>> start

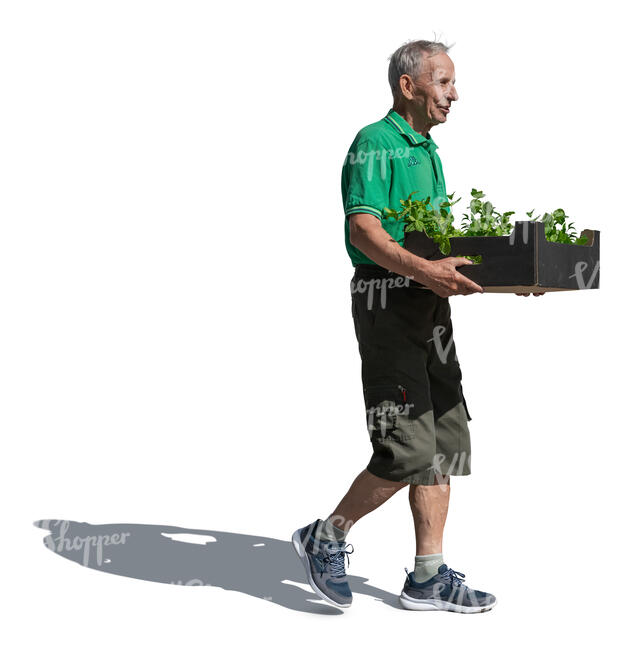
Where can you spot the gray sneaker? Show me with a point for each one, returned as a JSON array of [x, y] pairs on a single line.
[[323, 562], [444, 591]]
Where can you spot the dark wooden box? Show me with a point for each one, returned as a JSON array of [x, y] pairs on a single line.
[[524, 261]]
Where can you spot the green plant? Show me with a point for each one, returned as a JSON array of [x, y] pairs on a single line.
[[484, 220], [422, 216], [557, 229]]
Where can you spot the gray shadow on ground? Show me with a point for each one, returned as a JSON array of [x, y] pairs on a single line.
[[256, 566]]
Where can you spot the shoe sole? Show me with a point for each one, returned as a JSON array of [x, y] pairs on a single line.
[[418, 604], [301, 553]]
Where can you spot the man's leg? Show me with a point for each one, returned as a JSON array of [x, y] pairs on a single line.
[[366, 494], [429, 505]]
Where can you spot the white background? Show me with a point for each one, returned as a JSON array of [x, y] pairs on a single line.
[[177, 344]]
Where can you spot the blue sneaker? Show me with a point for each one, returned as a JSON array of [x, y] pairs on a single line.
[[444, 591], [323, 562]]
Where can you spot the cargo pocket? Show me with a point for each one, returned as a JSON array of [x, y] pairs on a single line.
[[388, 413], [466, 411]]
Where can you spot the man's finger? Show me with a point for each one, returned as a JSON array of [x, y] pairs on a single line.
[[461, 261]]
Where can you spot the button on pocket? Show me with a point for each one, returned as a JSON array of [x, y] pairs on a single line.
[[387, 413]]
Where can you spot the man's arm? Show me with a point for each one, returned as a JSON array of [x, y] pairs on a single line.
[[441, 276]]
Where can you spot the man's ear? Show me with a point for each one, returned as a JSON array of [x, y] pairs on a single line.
[[406, 86]]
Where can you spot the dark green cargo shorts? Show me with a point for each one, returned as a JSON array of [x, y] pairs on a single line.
[[416, 413]]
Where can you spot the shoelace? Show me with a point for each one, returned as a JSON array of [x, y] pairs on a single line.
[[333, 559], [455, 577]]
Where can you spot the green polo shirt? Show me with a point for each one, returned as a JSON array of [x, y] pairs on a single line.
[[386, 162]]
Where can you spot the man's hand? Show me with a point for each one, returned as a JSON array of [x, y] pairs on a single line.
[[442, 277]]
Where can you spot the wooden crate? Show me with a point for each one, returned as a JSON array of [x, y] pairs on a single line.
[[522, 262]]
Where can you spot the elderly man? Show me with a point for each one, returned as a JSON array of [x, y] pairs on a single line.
[[416, 412]]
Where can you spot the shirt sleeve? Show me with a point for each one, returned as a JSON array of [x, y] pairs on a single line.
[[367, 172]]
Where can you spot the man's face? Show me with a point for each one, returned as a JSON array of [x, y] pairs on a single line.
[[433, 90]]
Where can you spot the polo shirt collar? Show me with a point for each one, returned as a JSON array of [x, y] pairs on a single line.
[[412, 136]]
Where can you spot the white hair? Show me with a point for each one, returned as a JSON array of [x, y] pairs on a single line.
[[408, 59]]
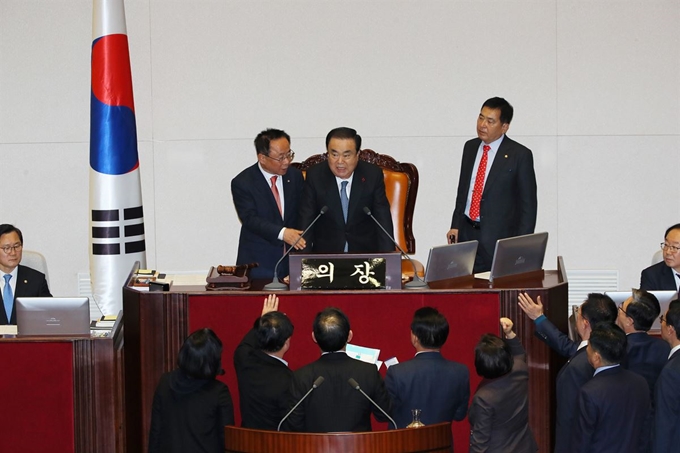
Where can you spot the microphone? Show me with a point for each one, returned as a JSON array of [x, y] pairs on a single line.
[[276, 285], [355, 385], [316, 383], [417, 282]]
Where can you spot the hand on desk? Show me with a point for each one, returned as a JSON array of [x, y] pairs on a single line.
[[290, 236]]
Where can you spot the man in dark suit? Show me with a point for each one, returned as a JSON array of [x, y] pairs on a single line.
[[346, 185], [336, 405], [666, 274], [667, 398], [17, 280], [263, 374], [613, 407], [499, 411], [497, 186], [577, 371], [646, 355], [439, 387], [266, 196]]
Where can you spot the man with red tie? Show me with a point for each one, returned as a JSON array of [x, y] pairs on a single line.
[[266, 197], [497, 186]]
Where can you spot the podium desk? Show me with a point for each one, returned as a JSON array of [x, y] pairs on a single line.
[[428, 439], [62, 394], [156, 324]]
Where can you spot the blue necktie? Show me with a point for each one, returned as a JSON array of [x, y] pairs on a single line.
[[344, 201], [8, 298]]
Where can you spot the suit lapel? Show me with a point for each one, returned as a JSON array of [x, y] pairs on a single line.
[[333, 198], [356, 194], [287, 197], [500, 162], [669, 277], [261, 185]]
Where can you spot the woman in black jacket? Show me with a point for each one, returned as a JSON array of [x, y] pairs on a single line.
[[190, 407]]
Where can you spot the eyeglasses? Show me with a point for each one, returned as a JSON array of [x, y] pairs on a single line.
[[11, 248], [670, 248], [288, 156]]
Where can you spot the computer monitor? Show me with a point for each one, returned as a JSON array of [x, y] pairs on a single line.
[[451, 261], [664, 298], [53, 315], [518, 255]]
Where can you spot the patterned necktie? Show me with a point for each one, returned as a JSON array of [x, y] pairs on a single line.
[[8, 298], [344, 201], [479, 185], [275, 191]]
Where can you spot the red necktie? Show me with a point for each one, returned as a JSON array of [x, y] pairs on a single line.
[[275, 191], [479, 184]]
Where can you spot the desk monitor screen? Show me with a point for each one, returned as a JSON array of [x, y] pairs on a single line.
[[664, 298], [451, 261], [53, 315], [518, 255]]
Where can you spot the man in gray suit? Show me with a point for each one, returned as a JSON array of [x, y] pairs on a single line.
[[16, 280], [439, 387], [497, 186]]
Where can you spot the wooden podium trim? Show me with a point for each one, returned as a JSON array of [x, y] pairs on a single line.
[[432, 439]]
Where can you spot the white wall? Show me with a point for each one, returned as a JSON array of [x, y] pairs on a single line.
[[595, 85]]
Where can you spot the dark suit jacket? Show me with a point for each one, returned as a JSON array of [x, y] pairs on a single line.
[[439, 387], [509, 203], [263, 385], [658, 277], [335, 405], [571, 377], [499, 413], [361, 233], [667, 407], [612, 413], [646, 356], [189, 415], [261, 221], [30, 283]]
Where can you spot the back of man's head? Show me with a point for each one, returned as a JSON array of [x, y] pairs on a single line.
[[598, 308], [331, 329], [609, 341], [673, 317], [273, 329], [430, 327], [493, 357], [643, 309]]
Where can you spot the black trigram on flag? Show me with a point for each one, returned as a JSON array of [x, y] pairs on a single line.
[[107, 224]]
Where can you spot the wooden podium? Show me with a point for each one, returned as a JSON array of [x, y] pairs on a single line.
[[430, 439], [62, 394], [156, 324]]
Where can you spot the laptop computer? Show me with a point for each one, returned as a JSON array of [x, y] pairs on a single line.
[[518, 255], [451, 261], [53, 315], [664, 298]]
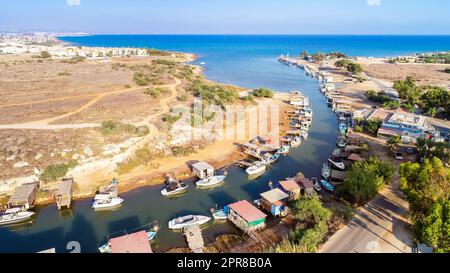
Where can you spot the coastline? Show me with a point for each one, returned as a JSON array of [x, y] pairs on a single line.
[[130, 182]]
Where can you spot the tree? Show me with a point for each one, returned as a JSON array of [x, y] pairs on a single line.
[[427, 189], [393, 142], [373, 125], [365, 179], [435, 229]]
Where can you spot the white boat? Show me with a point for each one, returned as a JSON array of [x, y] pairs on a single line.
[[326, 171], [296, 142], [211, 181], [257, 168], [106, 248], [174, 188], [316, 184], [304, 135], [14, 216], [219, 214], [188, 220], [105, 201], [337, 162]]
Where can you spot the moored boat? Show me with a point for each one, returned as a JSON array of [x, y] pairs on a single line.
[[326, 171], [316, 184], [327, 185], [257, 168], [105, 201], [219, 214], [337, 162], [211, 181], [284, 150], [15, 216], [174, 188], [188, 220], [296, 142], [341, 142]]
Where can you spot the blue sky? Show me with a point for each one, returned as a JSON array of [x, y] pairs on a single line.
[[228, 16]]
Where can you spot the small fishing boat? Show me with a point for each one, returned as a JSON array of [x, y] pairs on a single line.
[[316, 184], [342, 142], [296, 142], [15, 216], [211, 181], [284, 150], [271, 158], [151, 234], [188, 220], [257, 168], [343, 128], [174, 188], [304, 135], [337, 162], [327, 185], [105, 201], [326, 171], [219, 214]]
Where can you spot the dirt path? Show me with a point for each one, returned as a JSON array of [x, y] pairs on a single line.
[[45, 124]]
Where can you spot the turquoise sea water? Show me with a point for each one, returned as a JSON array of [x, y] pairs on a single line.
[[248, 61]]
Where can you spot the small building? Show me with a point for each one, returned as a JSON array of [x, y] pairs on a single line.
[[24, 196], [131, 243], [355, 157], [291, 188], [194, 237], [274, 202], [246, 216], [338, 175], [63, 196], [203, 170], [307, 187]]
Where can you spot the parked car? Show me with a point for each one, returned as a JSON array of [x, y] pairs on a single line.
[[399, 156]]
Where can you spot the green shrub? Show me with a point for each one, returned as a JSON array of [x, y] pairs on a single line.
[[365, 179]]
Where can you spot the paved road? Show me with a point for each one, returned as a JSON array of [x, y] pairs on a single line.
[[386, 86], [378, 227]]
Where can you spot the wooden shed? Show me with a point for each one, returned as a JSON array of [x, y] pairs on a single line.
[[246, 216], [338, 175], [194, 237], [291, 188], [307, 187], [131, 243], [24, 196], [273, 201], [203, 170], [63, 196]]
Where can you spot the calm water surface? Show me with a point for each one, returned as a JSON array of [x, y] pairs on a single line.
[[248, 61]]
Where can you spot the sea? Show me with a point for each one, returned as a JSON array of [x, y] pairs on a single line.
[[248, 61]]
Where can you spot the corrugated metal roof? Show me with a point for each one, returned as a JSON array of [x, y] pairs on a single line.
[[131, 243], [289, 185], [274, 195], [247, 211], [202, 166]]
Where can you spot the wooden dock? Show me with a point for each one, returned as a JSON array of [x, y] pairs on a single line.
[[194, 238], [63, 196]]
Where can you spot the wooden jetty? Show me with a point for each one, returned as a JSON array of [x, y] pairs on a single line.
[[24, 196], [63, 196], [194, 238]]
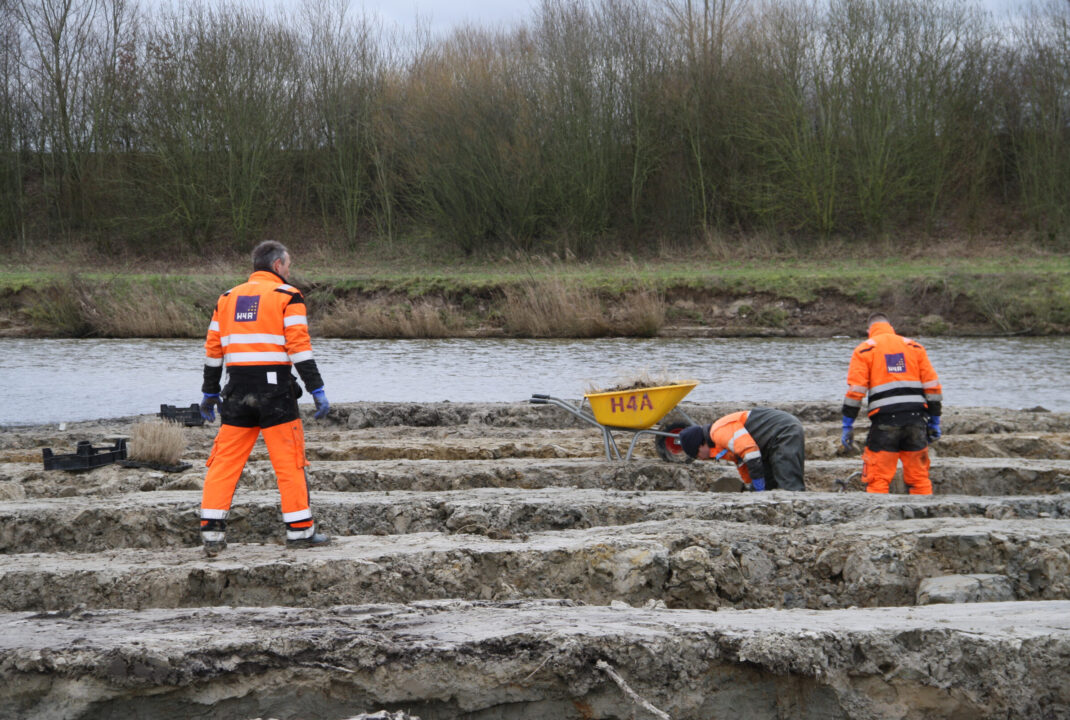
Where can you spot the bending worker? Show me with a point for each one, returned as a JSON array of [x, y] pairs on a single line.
[[766, 445], [904, 408], [259, 328]]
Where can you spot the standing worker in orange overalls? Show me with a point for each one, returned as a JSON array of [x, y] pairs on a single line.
[[904, 408], [259, 331]]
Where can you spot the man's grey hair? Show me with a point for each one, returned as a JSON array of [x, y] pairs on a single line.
[[266, 253]]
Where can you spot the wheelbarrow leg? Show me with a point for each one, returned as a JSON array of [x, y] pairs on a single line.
[[611, 443]]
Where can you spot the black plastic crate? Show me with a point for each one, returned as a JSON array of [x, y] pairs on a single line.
[[187, 416], [86, 457]]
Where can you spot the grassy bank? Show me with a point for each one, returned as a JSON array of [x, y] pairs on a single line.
[[820, 294]]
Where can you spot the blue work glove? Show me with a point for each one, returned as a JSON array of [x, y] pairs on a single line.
[[933, 428], [847, 439], [209, 403], [322, 407]]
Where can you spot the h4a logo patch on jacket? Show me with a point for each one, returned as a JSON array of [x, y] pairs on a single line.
[[246, 307]]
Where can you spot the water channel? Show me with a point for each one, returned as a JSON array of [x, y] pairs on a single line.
[[54, 381]]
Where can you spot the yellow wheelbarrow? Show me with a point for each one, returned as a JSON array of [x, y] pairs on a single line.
[[633, 411]]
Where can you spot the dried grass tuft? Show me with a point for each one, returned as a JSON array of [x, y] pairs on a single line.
[[157, 441], [633, 380], [553, 308], [376, 319]]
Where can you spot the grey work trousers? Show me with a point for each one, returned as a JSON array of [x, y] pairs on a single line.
[[782, 443]]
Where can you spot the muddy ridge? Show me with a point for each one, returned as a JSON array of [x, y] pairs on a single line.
[[489, 562]]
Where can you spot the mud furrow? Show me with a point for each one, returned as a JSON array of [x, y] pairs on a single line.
[[538, 660], [170, 518], [688, 564]]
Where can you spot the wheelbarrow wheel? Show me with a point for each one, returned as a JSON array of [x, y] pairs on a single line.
[[669, 448]]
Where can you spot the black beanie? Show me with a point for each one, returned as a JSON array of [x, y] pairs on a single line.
[[690, 439]]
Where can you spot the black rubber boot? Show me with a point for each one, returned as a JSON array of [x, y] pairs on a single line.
[[316, 540]]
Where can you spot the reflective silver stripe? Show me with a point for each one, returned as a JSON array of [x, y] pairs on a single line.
[[734, 435], [257, 357], [896, 400], [896, 385], [248, 338]]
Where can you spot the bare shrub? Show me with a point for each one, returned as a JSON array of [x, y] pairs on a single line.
[[377, 319], [157, 441]]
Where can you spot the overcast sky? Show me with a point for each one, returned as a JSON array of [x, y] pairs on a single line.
[[444, 14]]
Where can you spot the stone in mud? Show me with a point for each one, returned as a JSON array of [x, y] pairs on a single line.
[[980, 587]]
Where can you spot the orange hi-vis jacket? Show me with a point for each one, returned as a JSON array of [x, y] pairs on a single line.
[[730, 440], [260, 323], [896, 372]]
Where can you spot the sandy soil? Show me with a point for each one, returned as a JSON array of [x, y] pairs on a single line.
[[488, 562]]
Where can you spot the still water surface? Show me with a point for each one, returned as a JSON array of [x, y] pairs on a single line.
[[51, 381]]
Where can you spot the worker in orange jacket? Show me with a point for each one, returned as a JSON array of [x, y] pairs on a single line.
[[259, 331], [767, 446], [904, 408]]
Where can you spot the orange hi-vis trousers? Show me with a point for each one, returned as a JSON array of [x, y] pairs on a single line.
[[229, 454], [879, 468]]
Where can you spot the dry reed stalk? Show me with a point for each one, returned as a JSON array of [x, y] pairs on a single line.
[[640, 315], [157, 441], [631, 380], [553, 308], [375, 319]]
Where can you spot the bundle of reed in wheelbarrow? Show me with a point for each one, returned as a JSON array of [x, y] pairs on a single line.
[[632, 407]]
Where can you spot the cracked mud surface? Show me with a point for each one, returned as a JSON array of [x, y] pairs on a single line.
[[487, 556]]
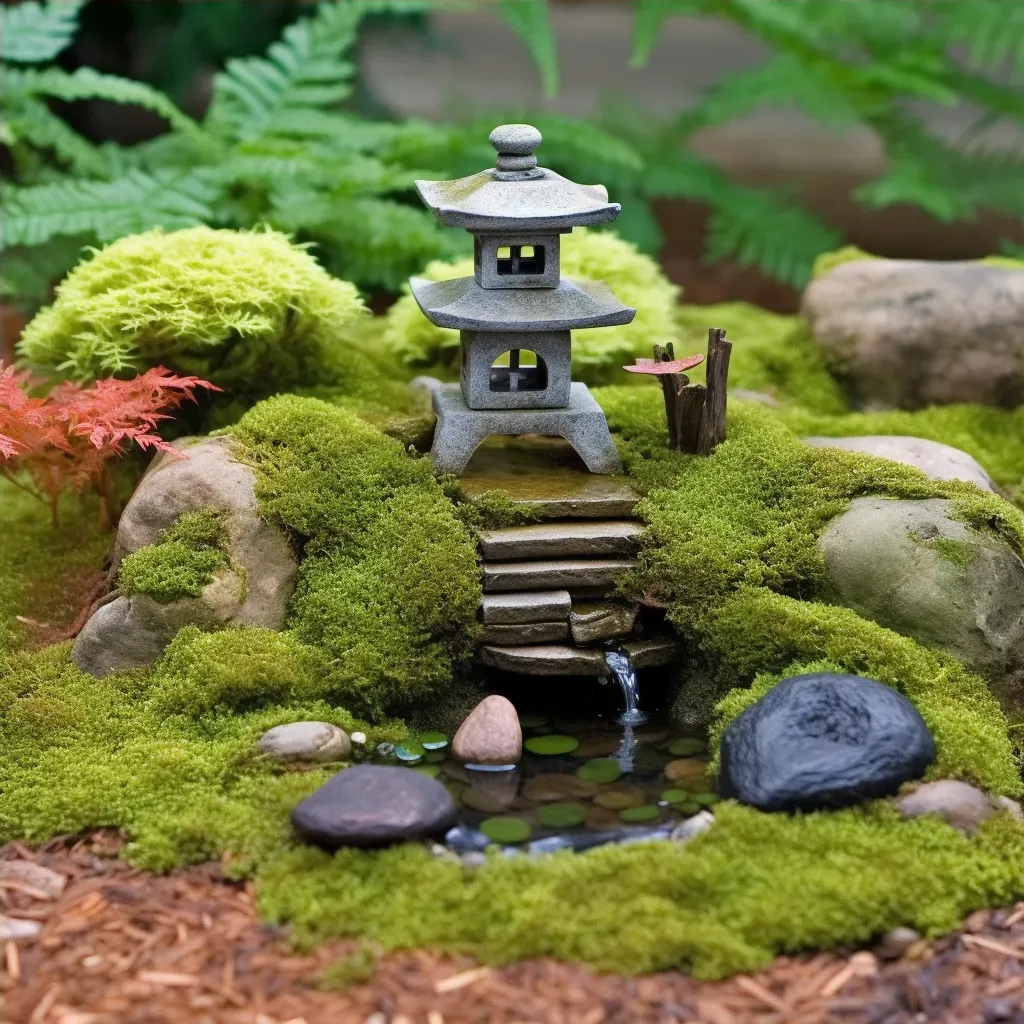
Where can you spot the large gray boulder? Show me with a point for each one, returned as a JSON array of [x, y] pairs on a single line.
[[131, 631], [912, 333], [909, 566], [940, 462]]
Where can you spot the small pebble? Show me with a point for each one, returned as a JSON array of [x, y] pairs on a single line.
[[895, 943]]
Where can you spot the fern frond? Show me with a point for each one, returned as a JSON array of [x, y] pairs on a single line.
[[529, 20], [108, 210], [31, 32], [32, 122], [991, 32], [758, 228], [305, 69], [86, 83]]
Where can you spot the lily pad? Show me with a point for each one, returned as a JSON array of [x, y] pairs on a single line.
[[551, 786], [433, 740], [674, 796], [621, 799], [599, 770], [561, 815], [686, 748], [531, 721], [412, 750], [645, 812], [551, 744], [506, 829]]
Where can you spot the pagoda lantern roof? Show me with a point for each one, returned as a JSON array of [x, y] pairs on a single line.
[[464, 305], [516, 194]]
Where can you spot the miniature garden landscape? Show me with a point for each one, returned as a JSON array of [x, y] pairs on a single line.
[[543, 614]]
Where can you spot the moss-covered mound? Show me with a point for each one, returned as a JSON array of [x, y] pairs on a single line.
[[598, 353], [248, 310], [388, 586]]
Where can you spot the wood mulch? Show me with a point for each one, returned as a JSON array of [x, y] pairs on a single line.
[[121, 946]]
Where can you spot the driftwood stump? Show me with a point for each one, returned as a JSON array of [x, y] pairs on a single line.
[[695, 412]]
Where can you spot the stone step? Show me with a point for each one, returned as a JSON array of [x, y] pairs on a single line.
[[561, 540], [546, 474], [592, 621], [524, 633], [528, 606], [564, 573], [564, 659]]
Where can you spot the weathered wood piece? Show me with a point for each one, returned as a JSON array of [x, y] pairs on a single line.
[[712, 431]]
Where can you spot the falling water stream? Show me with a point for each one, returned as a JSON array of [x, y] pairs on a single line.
[[626, 675]]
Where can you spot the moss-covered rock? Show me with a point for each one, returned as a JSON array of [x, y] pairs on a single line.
[[388, 586]]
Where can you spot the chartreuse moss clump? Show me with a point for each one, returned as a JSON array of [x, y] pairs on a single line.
[[248, 310], [182, 562], [635, 279], [388, 587], [731, 550]]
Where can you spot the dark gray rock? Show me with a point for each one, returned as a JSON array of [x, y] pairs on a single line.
[[823, 740], [374, 805]]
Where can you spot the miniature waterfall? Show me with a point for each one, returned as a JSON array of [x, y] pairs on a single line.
[[622, 668]]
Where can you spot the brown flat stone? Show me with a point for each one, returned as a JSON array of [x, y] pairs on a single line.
[[527, 606], [545, 659], [548, 474], [592, 621], [525, 633], [561, 540], [565, 572]]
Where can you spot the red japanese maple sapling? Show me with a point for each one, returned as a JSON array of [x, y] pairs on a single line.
[[68, 437]]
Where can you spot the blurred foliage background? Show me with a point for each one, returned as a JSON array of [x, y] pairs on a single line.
[[120, 118]]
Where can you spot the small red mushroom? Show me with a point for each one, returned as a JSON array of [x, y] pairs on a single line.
[[673, 367]]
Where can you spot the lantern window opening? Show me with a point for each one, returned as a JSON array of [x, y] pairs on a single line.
[[520, 260], [523, 371]]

>> end

• Task details
Output the items as a numbered list, starting from the first item and ending with the line that contains "[[418, 604], [301, 553]]", including both ends and leaving out any blank lines. Leave the pictures out of the answer.

• Written solution
1. Where can you spot the gray sneaker? Show me with a point for each one, returned as a JSON array of [x, y] pairs on a single line.
2. [[323, 562], [444, 591]]
3. Where can you spot the dark wooden box? Show me with a point for each one, returned as a JSON array of [x, y] pairs on a single line.
4. [[524, 261]]
5. Where can you spot the green plant? Show me with a point for each one, returned as a JSON array of [x, y] pairs on a single line.
6. [[484, 220], [422, 216], [557, 229]]
7. Where can you spot the gray shadow on ground? Show me with a point for each one, returned as a JSON array of [x, y] pairs on a single line.
8. [[256, 566]]
9. Where can you spot the shoe sole? Show me with a point for each one, returned as a JSON array of [x, y] pairs on a single line.
10. [[418, 604], [301, 553]]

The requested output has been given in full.